▸ Given exercise 1
Quote the text on the Cybersecurity Information Sharing Act word for word, starting with "CISA is intended" and going on through "favor of CISA.".

▸ Passage to read

^^^^^^^^

When the Senate passed the Cybersecurity Information Sharing Act on Tuesday, it did so in a manner that could not have more thoroughly or blatantly ignored the many privacy concerns surrounding the bill.
CISA is intended to aid companies and government agencies trying to defend against computer security breaches by allowing the private and public sectors to share threat data more easily. But many civil liberties advocates, technology companies, and other critics of the bill have said that the measures intended to make it easier for the government and private companies to share information about attacks and breaches may also make it easier for them to share any other information with one another—for instance, customer information—without fear of repercussion.
To that end, several senators submitted amendments to the bill that would have tried to strengthen the privacy safeguards in place for the sharing mechanisms outlined in the bill. All four of the amendments failed yesterday in the lead up to the Senate’s 74–21 vote in favor of CISA.

^^^^^^^^

(Bounding-box records)
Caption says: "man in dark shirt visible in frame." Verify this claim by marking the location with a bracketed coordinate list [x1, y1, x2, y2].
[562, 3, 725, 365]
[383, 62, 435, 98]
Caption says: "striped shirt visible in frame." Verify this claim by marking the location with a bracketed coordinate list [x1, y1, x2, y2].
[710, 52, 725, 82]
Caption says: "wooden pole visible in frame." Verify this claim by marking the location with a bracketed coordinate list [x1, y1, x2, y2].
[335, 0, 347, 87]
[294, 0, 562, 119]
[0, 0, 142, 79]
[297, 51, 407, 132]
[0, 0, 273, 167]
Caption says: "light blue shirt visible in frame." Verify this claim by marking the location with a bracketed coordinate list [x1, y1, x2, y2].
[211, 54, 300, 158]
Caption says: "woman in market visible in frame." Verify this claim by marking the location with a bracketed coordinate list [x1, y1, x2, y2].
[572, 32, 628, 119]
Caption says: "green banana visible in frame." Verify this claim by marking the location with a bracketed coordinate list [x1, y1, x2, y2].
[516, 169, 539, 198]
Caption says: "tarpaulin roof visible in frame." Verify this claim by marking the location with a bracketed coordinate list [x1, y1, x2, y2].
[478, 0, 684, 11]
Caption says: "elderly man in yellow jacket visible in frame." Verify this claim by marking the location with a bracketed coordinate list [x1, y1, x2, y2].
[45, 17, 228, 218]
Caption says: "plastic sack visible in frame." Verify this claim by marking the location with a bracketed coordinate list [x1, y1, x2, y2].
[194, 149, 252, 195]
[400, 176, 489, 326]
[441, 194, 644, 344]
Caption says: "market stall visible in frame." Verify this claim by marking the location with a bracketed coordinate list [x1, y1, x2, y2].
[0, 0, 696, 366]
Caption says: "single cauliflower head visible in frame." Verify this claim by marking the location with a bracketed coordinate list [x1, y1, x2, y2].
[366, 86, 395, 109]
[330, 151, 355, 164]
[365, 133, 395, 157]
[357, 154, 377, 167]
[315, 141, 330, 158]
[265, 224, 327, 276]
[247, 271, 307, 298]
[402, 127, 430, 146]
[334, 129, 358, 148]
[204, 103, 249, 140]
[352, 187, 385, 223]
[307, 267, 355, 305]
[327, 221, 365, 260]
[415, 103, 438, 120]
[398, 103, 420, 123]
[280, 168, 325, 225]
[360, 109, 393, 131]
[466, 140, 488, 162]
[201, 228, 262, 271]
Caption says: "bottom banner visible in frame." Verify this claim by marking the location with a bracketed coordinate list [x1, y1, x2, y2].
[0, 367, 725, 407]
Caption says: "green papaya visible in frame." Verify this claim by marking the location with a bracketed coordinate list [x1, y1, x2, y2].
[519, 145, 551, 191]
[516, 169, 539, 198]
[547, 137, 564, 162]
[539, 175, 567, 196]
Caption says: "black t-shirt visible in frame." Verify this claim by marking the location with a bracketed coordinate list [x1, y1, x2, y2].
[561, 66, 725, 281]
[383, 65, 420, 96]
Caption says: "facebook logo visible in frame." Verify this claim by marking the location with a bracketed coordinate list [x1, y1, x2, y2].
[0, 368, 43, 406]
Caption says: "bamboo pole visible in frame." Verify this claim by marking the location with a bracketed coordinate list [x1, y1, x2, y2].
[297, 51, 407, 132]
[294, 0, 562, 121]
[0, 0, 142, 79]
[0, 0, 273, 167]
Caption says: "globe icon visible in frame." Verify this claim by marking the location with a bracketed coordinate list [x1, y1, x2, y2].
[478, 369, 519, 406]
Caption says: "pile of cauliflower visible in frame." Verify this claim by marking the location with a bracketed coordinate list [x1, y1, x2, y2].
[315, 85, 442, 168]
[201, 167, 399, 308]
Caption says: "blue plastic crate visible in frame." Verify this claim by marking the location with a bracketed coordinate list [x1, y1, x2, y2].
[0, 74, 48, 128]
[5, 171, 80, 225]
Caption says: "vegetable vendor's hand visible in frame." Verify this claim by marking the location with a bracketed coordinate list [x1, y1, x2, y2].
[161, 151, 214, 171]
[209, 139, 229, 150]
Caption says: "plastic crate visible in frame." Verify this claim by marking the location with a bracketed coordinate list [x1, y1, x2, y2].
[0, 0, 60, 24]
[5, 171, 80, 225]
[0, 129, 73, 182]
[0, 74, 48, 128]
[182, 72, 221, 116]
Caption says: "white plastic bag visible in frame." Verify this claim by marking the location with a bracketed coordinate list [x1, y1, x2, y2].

^^^^^^^^

▸ Given exercise 2
Lay out the bounding-box records as a JSON list of strings, one string per line with blank lines omitted. Start with the line with "t-shirt visible in" and go on through the line with "[478, 369, 519, 406]".

▸ Task solution 1
CISA is intended to aid companies and government agencies trying to defend against computer security breaches by allowing the private and public sectors to share threat data more easily. But many civil liberties advocates, technology companies, and other critics of the bill have said that the measures intended to make it easier for the government and private companies to share information about attacks and breaches may also make it easier for them to share any other information with one another—for instance, customer information—without fear of repercussion.
To that end, several senators submitted amendments to the bill that would have tried to strengthen the privacy safeguards in place for the sharing mechanisms outlined in the bill. All four of the amendments failed yesterday in the lead up to the Senate’s 74–21 vote in favor of CISA.

▸ Task solution 2
[
  "Caption says: \"black t-shirt visible in frame.\" Verify this claim by marking the location with a bracketed coordinate list [x1, y1, x2, y2].",
  "[561, 66, 725, 281]",
  "[383, 65, 420, 96]",
  "Caption says: \"facebook logo visible in frame.\" Verify this claim by marking the location with a bracketed coordinate list [x1, y1, x2, y2].",
  "[0, 368, 43, 406]",
  "Caption says: \"bamboo pole visible in frame.\" Verify this claim by marking the location with a bracketed coordinate list [x1, y1, x2, y2].",
  "[297, 51, 407, 132]",
  "[294, 0, 562, 121]",
  "[0, 0, 142, 79]",
  "[0, 0, 273, 167]",
  "Caption says: \"globe icon visible in frame.\" Verify this claim by marking the location with a bracketed coordinate list [x1, y1, x2, y2].",
  "[478, 369, 519, 406]"
]